## DATASET EXCERPTS
──────

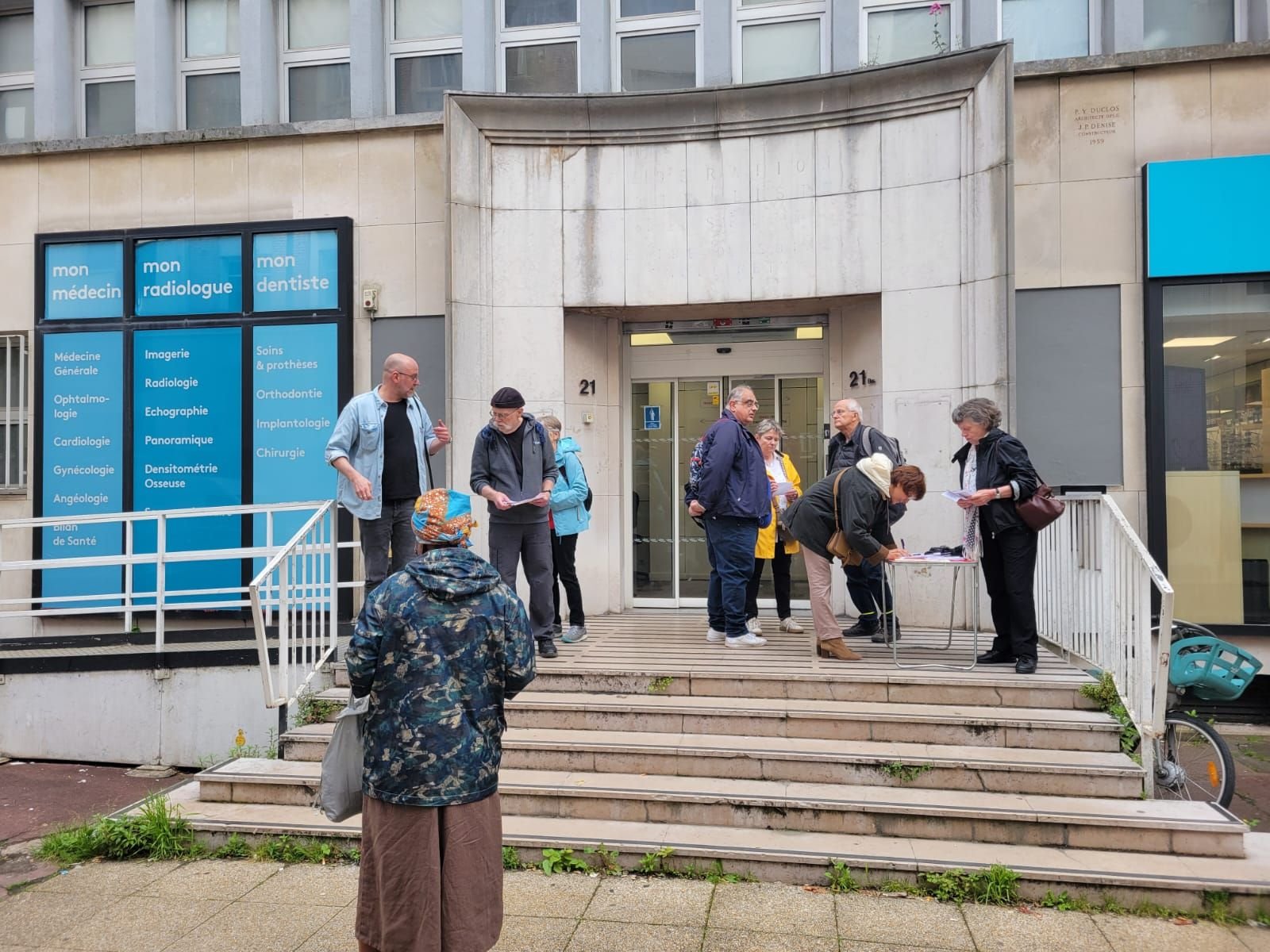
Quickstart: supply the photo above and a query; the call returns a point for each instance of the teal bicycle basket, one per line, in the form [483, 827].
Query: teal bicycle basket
[1210, 670]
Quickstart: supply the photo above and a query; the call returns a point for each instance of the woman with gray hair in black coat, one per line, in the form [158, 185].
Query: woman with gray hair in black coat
[999, 475]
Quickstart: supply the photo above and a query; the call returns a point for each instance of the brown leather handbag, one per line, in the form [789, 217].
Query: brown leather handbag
[837, 543]
[1041, 508]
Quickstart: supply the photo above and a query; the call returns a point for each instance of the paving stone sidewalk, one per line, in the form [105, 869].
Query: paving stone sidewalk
[252, 907]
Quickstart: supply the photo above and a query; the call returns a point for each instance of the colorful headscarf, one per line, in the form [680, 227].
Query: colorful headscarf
[444, 518]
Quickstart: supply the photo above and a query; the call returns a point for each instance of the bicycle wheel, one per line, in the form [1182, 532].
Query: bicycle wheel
[1193, 762]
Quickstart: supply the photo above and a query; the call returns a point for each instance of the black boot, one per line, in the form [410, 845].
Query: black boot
[889, 630]
[863, 628]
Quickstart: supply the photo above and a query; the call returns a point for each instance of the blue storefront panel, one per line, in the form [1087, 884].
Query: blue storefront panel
[83, 460]
[187, 447]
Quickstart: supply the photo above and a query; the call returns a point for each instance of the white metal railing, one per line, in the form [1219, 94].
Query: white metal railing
[1095, 585]
[298, 588]
[130, 602]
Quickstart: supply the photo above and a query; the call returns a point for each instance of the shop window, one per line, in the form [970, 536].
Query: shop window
[108, 69]
[1168, 23]
[17, 78]
[13, 413]
[210, 63]
[539, 46]
[425, 54]
[1048, 29]
[315, 60]
[780, 40]
[1217, 459]
[895, 32]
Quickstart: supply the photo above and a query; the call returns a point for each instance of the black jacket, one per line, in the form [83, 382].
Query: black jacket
[863, 511]
[849, 451]
[1003, 461]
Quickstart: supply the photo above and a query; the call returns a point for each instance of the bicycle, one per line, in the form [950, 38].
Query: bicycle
[1193, 761]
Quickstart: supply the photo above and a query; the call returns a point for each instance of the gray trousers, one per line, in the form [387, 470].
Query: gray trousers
[391, 530]
[514, 543]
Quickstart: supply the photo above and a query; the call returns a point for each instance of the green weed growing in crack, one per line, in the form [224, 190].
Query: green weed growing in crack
[905, 774]
[841, 880]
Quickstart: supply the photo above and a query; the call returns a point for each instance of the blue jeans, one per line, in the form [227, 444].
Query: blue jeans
[730, 546]
[867, 585]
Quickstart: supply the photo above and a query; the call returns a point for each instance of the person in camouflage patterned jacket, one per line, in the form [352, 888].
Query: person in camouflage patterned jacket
[440, 647]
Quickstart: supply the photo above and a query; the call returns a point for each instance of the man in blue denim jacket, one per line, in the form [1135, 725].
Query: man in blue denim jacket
[379, 448]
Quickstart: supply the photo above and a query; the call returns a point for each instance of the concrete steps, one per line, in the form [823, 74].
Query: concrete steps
[814, 761]
[772, 763]
[793, 856]
[1080, 823]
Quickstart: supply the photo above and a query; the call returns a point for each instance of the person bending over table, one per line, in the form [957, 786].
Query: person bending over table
[864, 495]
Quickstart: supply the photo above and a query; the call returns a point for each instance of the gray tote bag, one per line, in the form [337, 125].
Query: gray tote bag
[341, 793]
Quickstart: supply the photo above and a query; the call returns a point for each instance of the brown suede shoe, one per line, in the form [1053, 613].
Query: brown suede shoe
[835, 647]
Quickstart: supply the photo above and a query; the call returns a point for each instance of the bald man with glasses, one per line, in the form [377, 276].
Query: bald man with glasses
[380, 448]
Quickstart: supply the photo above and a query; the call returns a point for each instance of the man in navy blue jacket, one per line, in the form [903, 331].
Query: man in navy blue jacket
[734, 498]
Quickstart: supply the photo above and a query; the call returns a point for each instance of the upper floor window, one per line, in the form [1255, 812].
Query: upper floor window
[656, 44]
[315, 60]
[425, 54]
[537, 46]
[210, 65]
[910, 31]
[108, 69]
[1048, 29]
[17, 76]
[1168, 23]
[780, 40]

──────

## SHORT PROBLEM
Reproduce all of the data above word for word, leaving the pictures out of your answer.

## TASK SOLUTION
Quickstart: supply the photo above and a query; the call returns a point for each instance of the teal bicycle basket, one per line, in the form [483, 827].
Query: teal bicycle basket
[1210, 670]
Quickstart: supply the photo above and a query; the call returns a point for each instance of the woman with gray hair in black coat, one per line, in the form [158, 185].
Query: woman with gray hair in black coat
[999, 475]
Quickstart: supply the photo above and a query; the call returns a point for each instance of the brown leather handbag, one per line, in the form [789, 217].
Query: brown leather handbag
[837, 543]
[1041, 508]
Quickstart: supply the photo above and a query; the call returns a point for each instance of the paving stone sidewalk, one per line, in the form [105, 869].
Query: paving stone sidewalk
[252, 907]
Quickstart: supply the photo above and a query; the call returns a point for each instance of the colorful headscarf, one per line, in the form [680, 227].
Query: colorful headscarf
[444, 518]
Quickstart: supply the photo above and a query; the call returns a point for each instance of the bicycle wheel, one per line, in the form [1182, 532].
Query: bicycle wheel
[1193, 762]
Quickstart: supply the photo above and a query; the call returns a point for each instance of the black boot, one per line, in the form [410, 845].
Query: black boot
[889, 630]
[863, 628]
Quickstart: supply the photo above and a query; the call returns a point for each instance of the blue storefront panel, one per line, in the form [1087, 884].
Query: blue storefront panel
[83, 460]
[187, 447]
Quickstart: supply the photo above and a query; the call returns a point for each instance of the white metal railing, one per line, in the form [1219, 94].
Query: white metal railing
[1095, 585]
[298, 588]
[130, 602]
Quickstart: supply the photo above and a query; the call returns a point for each instance of the shop window, one per line, in the form [970, 536].
Query: shop window
[108, 69]
[1168, 23]
[17, 78]
[13, 413]
[210, 63]
[539, 46]
[425, 54]
[1048, 29]
[315, 60]
[780, 40]
[1217, 459]
[895, 32]
Quickstart: supply the photo above and a query; the call returns a point for each instance of the black jacket, one per line, in the form [83, 382].
Query: black jacket
[863, 511]
[849, 451]
[1003, 461]
Quickstart: supply the photo above and a query; the call returns a point for each instance of the bicycle, one per line, in the form [950, 38].
Query: bicycle
[1193, 761]
Quickstart: supply the photo above and a query; the call returns a point for each instance of the gray trousers, one per line, in the form [387, 470].
Query: gray trousers
[391, 530]
[514, 543]
Quickstart: supply the photo above and a query; the call returns a point for each instance of the green weed growing in crack, one per line, in the form [224, 190].
Query: green weed growing in crack
[905, 774]
[841, 880]
Quickstart: supply the photo above and a query; the call returns a point for each instance of the blue jeans, one per line, in the form [227, 444].
Query: blue jeans
[730, 546]
[867, 585]
Quickstart: supply the photo above and a query; the call returns a point for each instance of the person in camouflage patterned jacket, one per line, in the form [352, 888].
Query: person in camouflage patterned jacket
[440, 647]
Quickstart: supply the photo above and a query; the call returns a point for each instance of the man in blue denim jacket, one per line, in the form [1135, 725].
Query: man in blue denim jacket
[379, 448]
Quickstart: supply the photo above and a query; the call returns a point for each instance of the concrete steps, one per line, in the form [823, 74].
Query: concrete steps
[814, 761]
[772, 763]
[793, 856]
[1080, 823]
Quickstart: supply the photo above and a query; the call returns a point for each instance of the person bending over table, one per line, in the form [957, 786].
Query: person bending over table
[864, 495]
Quickstart: supply the photo above and a query; the call returns a point for each instance of the gray tote bag, one per line, in the form [337, 125].
Query: gray tote bag
[341, 793]
Quickstart: supply the photo above and a query; the call returns a point for each instance of the brown suede shoe, one per line, in the form [1053, 613].
Query: brown suede shoe
[835, 647]
Quickstart: supply the photo above and a query; the call returns a point for each instance of the bald man with glasses, one per line, in the form [377, 276].
Query: bald man with glasses
[380, 448]
Quickstart: supply the photo above and a query; the call returns a point for each instance of the man in navy blue jacket, one per line, in the form [903, 331].
Query: man in navy blue jacket
[734, 498]
Quickstart: supply the photo above and a query; the call returns a point for each instance of the upper floor window, one per line, in the form [1255, 812].
Query: upper floor window
[656, 44]
[315, 60]
[425, 54]
[537, 46]
[210, 65]
[910, 31]
[108, 69]
[1048, 29]
[17, 76]
[1168, 23]
[780, 40]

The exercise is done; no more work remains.